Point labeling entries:
------------------------
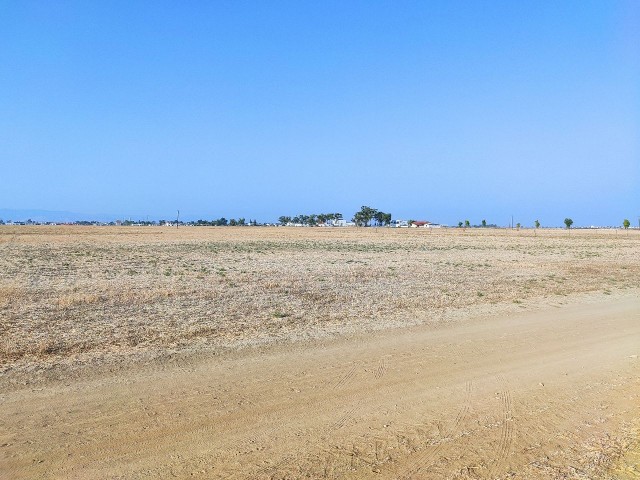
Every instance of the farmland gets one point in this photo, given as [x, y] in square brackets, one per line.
[201, 352]
[81, 293]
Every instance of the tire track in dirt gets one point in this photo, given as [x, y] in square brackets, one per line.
[507, 433]
[352, 408]
[426, 457]
[271, 471]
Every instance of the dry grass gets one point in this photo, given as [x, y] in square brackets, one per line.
[67, 292]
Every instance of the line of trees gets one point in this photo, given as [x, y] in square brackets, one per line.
[310, 220]
[223, 222]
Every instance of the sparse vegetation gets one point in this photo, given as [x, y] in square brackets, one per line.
[87, 291]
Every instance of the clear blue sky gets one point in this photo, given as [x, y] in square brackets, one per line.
[442, 111]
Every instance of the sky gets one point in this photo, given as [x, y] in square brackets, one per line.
[440, 111]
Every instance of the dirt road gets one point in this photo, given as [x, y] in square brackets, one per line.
[548, 394]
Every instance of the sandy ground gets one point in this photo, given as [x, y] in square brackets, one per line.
[552, 392]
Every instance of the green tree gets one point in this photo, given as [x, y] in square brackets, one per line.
[364, 216]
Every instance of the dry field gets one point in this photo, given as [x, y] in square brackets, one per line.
[276, 353]
[76, 294]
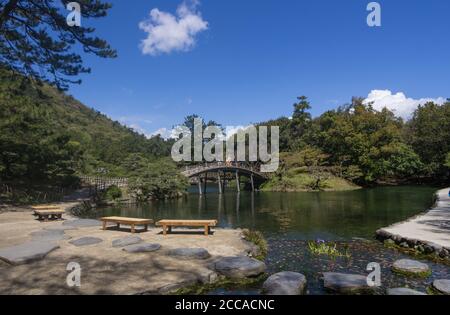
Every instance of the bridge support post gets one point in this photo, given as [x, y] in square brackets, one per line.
[238, 182]
[219, 181]
[200, 191]
[252, 182]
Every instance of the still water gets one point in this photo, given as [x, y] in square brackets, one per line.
[290, 220]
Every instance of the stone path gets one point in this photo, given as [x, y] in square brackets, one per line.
[430, 232]
[410, 267]
[41, 251]
[346, 283]
[27, 252]
[442, 286]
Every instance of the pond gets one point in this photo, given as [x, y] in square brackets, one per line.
[290, 220]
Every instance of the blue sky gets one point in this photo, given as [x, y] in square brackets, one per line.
[250, 59]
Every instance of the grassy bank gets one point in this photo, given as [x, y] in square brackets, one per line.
[296, 180]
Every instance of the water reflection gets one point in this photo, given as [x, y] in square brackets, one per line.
[305, 216]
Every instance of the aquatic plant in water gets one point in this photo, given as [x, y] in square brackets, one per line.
[320, 247]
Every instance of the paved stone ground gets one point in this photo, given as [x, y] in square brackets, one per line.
[105, 269]
[432, 227]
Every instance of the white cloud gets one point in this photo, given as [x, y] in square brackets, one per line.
[167, 32]
[398, 103]
[164, 133]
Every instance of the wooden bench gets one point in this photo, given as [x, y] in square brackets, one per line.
[133, 222]
[45, 215]
[168, 224]
[46, 208]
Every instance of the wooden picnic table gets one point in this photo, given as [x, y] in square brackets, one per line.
[168, 224]
[133, 222]
[45, 215]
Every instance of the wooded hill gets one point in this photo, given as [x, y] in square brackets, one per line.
[48, 136]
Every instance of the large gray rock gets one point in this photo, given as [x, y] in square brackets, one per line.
[410, 267]
[346, 283]
[49, 235]
[239, 267]
[189, 253]
[126, 241]
[142, 248]
[27, 252]
[285, 283]
[404, 291]
[86, 241]
[442, 286]
[82, 223]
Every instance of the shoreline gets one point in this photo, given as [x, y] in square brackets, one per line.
[424, 233]
[108, 269]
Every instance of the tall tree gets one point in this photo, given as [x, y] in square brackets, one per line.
[36, 40]
[301, 121]
[429, 135]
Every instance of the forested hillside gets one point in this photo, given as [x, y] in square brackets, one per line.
[362, 145]
[48, 136]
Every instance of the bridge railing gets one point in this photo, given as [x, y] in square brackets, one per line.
[254, 167]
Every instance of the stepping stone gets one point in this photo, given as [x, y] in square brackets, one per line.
[190, 253]
[49, 235]
[126, 241]
[404, 291]
[239, 267]
[82, 223]
[86, 241]
[285, 283]
[346, 283]
[142, 248]
[408, 267]
[27, 252]
[442, 286]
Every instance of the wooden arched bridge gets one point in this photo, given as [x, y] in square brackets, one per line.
[221, 172]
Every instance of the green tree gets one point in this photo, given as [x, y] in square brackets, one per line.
[301, 121]
[428, 132]
[158, 180]
[36, 40]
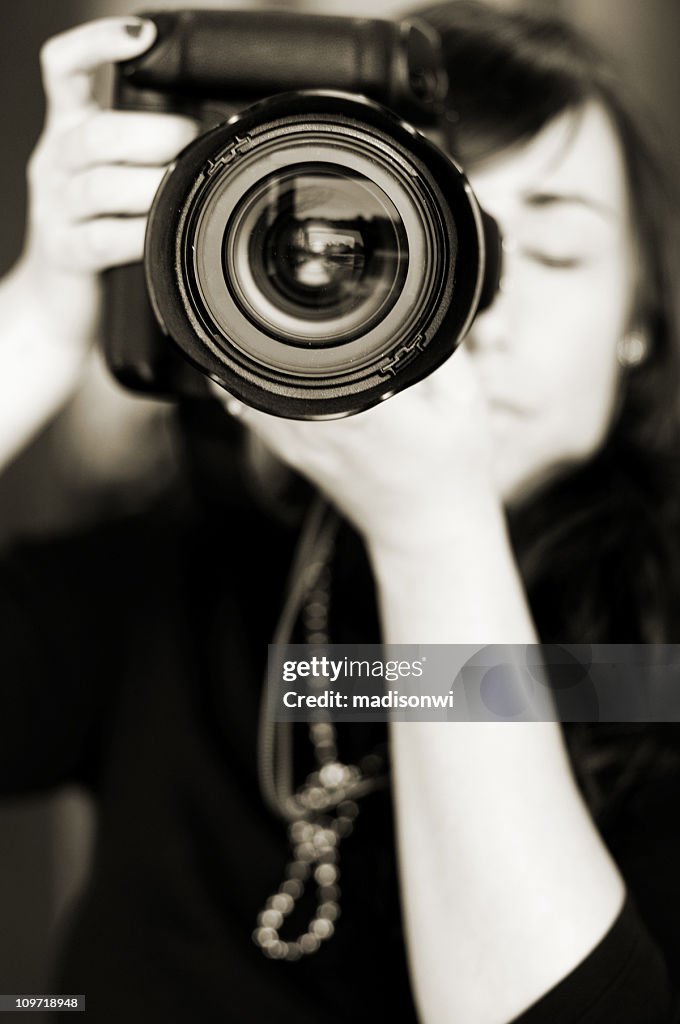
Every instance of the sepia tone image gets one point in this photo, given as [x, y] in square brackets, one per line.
[340, 328]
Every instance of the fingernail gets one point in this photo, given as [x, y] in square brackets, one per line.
[135, 28]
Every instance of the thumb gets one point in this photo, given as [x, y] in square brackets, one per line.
[70, 59]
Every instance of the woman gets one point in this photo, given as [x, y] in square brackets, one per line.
[559, 409]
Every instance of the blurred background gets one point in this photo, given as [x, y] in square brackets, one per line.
[95, 457]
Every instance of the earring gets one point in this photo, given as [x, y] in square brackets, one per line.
[632, 349]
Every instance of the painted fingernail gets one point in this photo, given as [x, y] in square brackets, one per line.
[136, 28]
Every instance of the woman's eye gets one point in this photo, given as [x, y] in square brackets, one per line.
[554, 262]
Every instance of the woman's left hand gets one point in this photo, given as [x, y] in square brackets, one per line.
[415, 469]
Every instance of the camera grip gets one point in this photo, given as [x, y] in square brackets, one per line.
[252, 54]
[137, 353]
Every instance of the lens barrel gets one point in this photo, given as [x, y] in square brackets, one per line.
[314, 255]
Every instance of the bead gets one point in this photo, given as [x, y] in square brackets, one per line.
[309, 943]
[283, 902]
[326, 875]
[278, 949]
[305, 852]
[298, 869]
[330, 910]
[292, 888]
[322, 928]
[334, 775]
[325, 838]
[265, 936]
[314, 797]
[270, 919]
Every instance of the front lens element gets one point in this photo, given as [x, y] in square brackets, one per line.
[315, 255]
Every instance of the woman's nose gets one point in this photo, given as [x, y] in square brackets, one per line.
[491, 329]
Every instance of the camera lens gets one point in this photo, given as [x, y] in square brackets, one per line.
[315, 255]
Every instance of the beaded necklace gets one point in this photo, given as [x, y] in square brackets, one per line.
[322, 811]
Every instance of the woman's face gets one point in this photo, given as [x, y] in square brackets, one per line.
[546, 349]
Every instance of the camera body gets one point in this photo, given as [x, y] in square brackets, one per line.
[310, 251]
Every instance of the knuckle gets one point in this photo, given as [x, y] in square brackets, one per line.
[96, 134]
[96, 240]
[47, 55]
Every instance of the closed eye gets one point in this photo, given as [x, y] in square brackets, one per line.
[553, 262]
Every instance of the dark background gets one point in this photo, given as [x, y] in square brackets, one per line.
[88, 455]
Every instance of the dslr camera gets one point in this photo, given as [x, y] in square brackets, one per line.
[310, 251]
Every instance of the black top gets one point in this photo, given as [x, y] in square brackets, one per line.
[131, 659]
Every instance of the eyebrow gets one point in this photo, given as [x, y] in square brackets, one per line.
[545, 199]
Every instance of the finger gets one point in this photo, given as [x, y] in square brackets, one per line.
[104, 190]
[125, 137]
[70, 59]
[96, 245]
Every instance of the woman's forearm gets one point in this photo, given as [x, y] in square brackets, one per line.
[506, 884]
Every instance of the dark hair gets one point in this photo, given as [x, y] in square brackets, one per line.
[599, 550]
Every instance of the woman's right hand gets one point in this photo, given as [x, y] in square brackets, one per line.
[91, 178]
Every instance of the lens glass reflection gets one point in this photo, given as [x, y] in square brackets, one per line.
[315, 254]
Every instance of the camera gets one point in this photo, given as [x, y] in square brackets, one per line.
[311, 251]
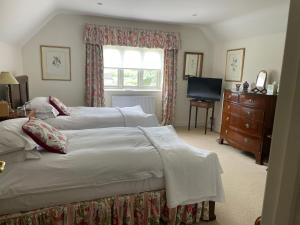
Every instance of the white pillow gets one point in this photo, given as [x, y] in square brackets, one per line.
[46, 115]
[12, 137]
[136, 108]
[38, 101]
[42, 108]
[20, 156]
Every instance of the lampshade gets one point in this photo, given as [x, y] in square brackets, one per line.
[7, 78]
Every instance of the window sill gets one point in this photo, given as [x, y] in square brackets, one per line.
[131, 90]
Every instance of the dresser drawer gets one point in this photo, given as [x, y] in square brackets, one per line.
[231, 96]
[249, 127]
[241, 141]
[230, 107]
[251, 113]
[252, 101]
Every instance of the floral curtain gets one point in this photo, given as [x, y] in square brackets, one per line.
[122, 36]
[94, 85]
[97, 35]
[147, 208]
[169, 86]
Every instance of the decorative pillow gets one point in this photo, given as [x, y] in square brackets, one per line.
[12, 138]
[61, 108]
[46, 136]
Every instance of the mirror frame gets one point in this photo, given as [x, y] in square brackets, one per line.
[199, 67]
[264, 85]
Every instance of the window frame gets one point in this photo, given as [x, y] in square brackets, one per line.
[140, 84]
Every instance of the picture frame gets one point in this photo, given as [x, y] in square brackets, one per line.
[193, 64]
[55, 63]
[235, 65]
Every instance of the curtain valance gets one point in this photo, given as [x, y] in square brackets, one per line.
[109, 35]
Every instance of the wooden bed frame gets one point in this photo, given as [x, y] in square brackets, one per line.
[19, 94]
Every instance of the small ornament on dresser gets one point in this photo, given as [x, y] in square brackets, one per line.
[237, 87]
[245, 86]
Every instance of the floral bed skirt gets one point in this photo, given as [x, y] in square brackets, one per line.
[147, 208]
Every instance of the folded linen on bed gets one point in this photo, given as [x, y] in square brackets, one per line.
[191, 175]
[101, 117]
[95, 158]
[98, 157]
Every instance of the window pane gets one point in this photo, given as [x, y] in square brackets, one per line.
[152, 60]
[110, 77]
[132, 59]
[130, 77]
[112, 57]
[150, 78]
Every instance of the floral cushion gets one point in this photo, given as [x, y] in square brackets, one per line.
[60, 107]
[46, 136]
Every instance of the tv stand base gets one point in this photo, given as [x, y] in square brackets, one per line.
[202, 104]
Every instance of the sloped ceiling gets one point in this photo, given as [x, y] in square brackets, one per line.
[21, 19]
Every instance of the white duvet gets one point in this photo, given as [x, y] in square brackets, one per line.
[113, 155]
[95, 117]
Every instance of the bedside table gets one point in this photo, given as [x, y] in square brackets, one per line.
[15, 115]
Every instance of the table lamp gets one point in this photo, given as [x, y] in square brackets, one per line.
[6, 79]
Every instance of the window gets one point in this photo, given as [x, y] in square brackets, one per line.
[132, 68]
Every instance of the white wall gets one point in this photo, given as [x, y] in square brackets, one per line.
[10, 58]
[262, 52]
[67, 30]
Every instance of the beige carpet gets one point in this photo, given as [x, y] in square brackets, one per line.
[243, 180]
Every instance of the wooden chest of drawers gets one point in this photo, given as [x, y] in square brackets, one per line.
[247, 122]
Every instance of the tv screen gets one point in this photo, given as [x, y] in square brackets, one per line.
[204, 88]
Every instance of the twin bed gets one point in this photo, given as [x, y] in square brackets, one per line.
[123, 174]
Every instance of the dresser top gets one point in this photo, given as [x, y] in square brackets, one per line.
[247, 92]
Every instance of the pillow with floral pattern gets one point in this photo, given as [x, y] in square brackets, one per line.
[46, 136]
[59, 106]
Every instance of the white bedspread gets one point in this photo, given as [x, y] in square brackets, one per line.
[191, 175]
[114, 155]
[95, 117]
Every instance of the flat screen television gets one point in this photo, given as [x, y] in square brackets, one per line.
[206, 89]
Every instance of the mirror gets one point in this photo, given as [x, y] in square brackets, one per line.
[193, 63]
[261, 79]
[261, 82]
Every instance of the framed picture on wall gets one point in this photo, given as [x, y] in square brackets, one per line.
[234, 64]
[193, 63]
[56, 63]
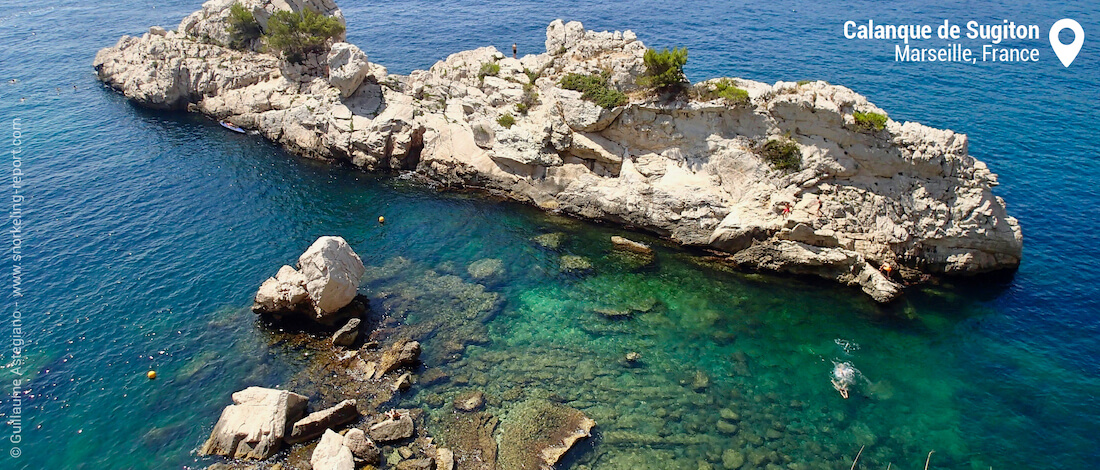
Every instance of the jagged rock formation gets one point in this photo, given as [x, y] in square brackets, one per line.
[253, 427]
[326, 281]
[689, 170]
------------------------
*Stated exercise*. Repeat the entries above word for word, beginning with the line containing "Every instance of the white bedspread" and continuing through the final line of the entries. Omit the pictures from your answer.

*Response*.
Every instance of the white bedspread gets one point in this photo, given as [x, y] in square brackets, one per line.
[191, 175]
[114, 155]
[95, 117]
Every instance of the flat screen television gets one point in this photo, given as [x, y] in square brackets, one per line.
[206, 89]
Every instance of the mirror gets one point in this photo, given as [x, y] in square brackets, one per line.
[193, 63]
[261, 79]
[261, 82]
Every instance of the framed picture on wall gets one point in this photo, given as [x, y] in square brackets, one per line.
[234, 64]
[193, 63]
[56, 63]
Every instance of the jagged rock formation gets one point in this photo, given as [x, y] in square brackets, one per line.
[253, 427]
[326, 281]
[689, 170]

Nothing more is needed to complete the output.